_Do this_
Please pull out every line of the listing that contains the word "black". Case counts, so match capital and lowercase letters exactly.

_Available data_
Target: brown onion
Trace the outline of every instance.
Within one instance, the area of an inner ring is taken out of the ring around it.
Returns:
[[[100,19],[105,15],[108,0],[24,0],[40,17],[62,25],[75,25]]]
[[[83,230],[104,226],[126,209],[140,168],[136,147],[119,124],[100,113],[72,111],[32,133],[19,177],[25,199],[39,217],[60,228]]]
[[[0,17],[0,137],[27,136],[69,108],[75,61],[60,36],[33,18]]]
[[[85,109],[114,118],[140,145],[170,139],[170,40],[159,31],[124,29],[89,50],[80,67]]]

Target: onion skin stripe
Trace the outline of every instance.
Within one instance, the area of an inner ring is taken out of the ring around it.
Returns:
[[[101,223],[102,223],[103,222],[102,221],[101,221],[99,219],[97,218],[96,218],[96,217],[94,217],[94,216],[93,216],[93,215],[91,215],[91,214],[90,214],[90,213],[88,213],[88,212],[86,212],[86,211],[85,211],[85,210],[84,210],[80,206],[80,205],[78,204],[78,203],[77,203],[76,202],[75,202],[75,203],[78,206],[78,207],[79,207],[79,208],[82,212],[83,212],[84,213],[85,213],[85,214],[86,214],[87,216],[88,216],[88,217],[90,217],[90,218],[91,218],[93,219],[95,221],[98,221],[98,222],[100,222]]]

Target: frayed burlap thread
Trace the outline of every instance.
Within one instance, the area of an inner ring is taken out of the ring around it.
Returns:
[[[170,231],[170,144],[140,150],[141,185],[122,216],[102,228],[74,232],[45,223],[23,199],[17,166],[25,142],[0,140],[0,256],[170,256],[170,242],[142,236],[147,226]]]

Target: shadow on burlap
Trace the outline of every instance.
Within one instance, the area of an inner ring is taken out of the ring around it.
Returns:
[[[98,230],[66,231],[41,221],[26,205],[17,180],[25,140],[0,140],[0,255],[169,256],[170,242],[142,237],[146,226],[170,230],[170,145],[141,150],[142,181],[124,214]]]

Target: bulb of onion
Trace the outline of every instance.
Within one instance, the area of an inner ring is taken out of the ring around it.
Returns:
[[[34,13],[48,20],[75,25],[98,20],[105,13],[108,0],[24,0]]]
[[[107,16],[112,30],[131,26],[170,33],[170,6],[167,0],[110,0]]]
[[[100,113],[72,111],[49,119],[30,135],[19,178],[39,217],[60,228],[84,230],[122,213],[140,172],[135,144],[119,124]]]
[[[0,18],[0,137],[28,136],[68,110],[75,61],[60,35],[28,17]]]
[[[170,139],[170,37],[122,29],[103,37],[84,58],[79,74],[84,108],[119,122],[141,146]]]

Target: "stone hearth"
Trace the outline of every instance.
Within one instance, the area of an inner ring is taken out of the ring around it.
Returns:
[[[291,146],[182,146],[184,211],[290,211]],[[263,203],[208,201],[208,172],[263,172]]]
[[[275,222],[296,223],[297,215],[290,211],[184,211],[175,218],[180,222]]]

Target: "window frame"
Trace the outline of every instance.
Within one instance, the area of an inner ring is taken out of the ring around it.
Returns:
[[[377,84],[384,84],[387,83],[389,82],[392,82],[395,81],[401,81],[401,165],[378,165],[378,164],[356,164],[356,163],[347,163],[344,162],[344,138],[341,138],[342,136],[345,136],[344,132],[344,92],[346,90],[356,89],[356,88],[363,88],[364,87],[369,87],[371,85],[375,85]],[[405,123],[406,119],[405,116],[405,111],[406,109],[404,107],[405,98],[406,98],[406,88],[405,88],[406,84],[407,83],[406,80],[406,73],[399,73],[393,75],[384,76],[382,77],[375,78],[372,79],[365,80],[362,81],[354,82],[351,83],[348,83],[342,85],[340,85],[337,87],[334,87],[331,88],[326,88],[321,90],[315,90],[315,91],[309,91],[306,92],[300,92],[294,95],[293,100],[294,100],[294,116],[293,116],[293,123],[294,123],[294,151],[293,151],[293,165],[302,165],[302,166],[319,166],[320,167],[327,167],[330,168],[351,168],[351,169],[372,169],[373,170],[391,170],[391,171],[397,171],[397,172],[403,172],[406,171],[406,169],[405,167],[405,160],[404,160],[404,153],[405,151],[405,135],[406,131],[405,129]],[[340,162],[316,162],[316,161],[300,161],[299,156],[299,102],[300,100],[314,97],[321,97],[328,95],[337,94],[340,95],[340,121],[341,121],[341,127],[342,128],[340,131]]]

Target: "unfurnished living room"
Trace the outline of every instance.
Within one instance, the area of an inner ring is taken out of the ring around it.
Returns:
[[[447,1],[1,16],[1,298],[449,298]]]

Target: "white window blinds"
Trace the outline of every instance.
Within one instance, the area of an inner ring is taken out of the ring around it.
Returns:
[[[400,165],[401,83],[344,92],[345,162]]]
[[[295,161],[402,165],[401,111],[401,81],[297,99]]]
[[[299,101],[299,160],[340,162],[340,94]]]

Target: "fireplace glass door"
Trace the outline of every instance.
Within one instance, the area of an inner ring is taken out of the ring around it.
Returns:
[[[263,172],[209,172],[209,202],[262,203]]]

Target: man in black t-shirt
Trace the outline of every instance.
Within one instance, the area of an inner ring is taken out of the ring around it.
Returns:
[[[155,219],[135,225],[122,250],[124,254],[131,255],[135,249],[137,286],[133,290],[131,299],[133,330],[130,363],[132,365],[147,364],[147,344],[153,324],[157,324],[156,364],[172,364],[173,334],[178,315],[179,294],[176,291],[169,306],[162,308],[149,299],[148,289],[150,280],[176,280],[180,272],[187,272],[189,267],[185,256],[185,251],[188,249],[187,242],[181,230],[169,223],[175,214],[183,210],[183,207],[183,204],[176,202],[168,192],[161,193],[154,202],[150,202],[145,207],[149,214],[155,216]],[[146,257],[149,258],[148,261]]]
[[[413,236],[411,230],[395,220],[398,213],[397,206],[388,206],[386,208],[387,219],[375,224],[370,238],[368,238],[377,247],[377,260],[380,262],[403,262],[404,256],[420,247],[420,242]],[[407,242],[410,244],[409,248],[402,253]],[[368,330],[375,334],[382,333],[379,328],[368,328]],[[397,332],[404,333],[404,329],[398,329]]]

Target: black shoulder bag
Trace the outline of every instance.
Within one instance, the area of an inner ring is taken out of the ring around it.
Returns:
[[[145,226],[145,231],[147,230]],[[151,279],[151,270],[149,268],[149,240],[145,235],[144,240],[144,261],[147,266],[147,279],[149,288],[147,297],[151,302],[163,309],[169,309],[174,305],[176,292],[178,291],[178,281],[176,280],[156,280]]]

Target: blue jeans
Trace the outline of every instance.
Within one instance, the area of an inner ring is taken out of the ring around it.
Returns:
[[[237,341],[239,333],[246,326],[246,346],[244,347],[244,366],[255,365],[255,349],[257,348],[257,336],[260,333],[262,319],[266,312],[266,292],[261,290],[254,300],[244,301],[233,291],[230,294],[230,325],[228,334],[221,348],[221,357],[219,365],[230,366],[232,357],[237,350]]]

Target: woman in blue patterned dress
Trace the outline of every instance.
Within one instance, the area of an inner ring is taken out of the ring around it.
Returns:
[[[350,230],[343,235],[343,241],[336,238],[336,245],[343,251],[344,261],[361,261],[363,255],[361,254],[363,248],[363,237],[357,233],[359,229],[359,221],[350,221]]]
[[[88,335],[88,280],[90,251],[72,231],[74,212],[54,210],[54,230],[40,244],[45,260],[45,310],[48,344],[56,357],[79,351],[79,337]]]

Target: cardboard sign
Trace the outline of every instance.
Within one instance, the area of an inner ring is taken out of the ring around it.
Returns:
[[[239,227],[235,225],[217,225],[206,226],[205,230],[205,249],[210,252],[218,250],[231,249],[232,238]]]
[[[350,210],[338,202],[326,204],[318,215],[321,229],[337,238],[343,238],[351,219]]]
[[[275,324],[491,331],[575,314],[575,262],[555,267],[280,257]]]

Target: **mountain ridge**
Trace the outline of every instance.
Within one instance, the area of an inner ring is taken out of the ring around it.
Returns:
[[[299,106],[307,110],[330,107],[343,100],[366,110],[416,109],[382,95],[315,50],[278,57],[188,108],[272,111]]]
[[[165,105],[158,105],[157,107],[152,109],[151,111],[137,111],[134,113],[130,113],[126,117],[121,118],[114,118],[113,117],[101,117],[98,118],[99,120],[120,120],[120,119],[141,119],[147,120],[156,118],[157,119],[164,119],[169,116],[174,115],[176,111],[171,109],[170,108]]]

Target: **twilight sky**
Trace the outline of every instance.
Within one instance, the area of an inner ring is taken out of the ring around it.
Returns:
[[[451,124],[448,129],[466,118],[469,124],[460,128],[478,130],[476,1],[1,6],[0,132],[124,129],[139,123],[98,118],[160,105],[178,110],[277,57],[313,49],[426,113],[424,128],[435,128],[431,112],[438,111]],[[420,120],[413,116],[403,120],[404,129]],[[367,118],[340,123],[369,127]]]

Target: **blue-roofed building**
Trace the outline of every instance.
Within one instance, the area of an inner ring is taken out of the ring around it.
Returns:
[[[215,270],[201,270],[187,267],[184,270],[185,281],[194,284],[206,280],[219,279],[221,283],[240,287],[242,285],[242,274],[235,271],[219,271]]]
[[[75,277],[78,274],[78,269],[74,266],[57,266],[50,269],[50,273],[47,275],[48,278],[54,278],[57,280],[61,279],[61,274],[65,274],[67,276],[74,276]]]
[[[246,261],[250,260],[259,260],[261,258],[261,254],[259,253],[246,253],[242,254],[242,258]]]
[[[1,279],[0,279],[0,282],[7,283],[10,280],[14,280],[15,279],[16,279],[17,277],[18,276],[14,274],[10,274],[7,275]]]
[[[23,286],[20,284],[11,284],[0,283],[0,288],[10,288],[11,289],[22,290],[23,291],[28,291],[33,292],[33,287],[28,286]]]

_The result_
Target: man in black t-shirt
Target: black shoulder bag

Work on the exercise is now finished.